§ Problem requirements
Write out exactly what each line says, starting with the first line below and ending on the one with "box: [61, 103, 256, 144]".

------ Data shown ------

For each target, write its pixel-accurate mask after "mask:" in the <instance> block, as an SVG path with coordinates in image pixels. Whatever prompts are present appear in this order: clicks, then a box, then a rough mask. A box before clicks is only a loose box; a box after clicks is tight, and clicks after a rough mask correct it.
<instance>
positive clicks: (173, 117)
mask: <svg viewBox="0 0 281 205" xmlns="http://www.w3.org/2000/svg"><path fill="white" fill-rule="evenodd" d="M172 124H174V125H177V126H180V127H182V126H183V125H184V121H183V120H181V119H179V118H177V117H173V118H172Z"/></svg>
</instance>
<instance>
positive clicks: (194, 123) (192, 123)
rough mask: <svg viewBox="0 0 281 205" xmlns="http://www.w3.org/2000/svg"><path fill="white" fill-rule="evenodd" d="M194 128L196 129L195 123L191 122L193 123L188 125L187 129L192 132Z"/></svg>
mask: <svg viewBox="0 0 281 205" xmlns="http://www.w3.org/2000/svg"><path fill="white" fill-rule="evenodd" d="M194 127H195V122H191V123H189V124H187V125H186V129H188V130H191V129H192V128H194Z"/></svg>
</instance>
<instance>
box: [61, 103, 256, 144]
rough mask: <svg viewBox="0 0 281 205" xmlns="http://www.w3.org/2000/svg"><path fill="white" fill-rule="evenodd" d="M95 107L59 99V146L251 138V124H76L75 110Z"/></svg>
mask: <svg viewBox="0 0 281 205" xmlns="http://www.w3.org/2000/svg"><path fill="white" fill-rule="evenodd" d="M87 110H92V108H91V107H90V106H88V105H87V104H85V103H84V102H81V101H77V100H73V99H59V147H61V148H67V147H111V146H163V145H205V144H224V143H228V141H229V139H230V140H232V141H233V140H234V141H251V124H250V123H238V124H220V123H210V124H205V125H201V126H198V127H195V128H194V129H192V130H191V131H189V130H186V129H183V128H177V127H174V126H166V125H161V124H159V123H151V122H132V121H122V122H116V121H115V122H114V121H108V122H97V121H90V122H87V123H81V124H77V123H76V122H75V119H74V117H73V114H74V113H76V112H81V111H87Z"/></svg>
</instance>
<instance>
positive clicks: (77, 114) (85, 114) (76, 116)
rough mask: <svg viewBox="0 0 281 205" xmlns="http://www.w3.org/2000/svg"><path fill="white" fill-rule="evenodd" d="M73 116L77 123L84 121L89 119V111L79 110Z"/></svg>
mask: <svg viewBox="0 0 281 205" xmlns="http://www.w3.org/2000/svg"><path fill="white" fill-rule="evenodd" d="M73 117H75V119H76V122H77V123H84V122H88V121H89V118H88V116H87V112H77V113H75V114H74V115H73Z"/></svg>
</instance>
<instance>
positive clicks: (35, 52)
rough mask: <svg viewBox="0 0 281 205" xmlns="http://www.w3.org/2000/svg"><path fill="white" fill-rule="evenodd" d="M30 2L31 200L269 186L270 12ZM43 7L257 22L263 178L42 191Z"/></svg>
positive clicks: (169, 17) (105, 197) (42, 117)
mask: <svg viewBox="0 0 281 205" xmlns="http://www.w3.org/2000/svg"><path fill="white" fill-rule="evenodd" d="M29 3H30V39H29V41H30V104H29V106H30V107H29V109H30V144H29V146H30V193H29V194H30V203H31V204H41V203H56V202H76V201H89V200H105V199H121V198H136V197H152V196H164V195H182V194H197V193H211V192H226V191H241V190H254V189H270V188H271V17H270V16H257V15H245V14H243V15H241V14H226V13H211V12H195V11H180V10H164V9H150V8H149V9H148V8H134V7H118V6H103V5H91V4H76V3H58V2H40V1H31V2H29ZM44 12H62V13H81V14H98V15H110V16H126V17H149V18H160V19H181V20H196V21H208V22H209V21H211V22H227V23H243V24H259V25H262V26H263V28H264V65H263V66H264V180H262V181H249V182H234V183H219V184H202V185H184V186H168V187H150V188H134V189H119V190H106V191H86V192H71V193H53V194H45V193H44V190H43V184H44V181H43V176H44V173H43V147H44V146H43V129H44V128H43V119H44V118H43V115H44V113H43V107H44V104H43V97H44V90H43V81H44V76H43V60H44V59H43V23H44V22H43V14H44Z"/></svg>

------

§ Written reply
For each target, write its pixel-accurate mask after "mask:" in the <instance> block, as an SVG path with coordinates in image pixels. Whatever prompts are present appear in this order: clicks, then a box, then a rough mask. A box before clicks is only a loose box; a box after clicks is tight, and clicks after a rough mask correct it.
<instance>
positive clicks: (173, 117)
mask: <svg viewBox="0 0 281 205" xmlns="http://www.w3.org/2000/svg"><path fill="white" fill-rule="evenodd" d="M172 124H174V125H177V126H180V127H182V126H183V125H184V121H183V120H181V119H179V118H177V117H173V118H172Z"/></svg>
</instance>
<instance>
positive clicks: (194, 123) (192, 123)
rough mask: <svg viewBox="0 0 281 205" xmlns="http://www.w3.org/2000/svg"><path fill="white" fill-rule="evenodd" d="M194 128L196 129L195 123L191 122L193 123L188 125L187 129L192 132Z"/></svg>
mask: <svg viewBox="0 0 281 205" xmlns="http://www.w3.org/2000/svg"><path fill="white" fill-rule="evenodd" d="M194 127H195V122H191V123H189V124H187V125H186V129H188V130H191V129H192V128H194Z"/></svg>
</instance>
<instance>
box: [61, 103, 256, 144]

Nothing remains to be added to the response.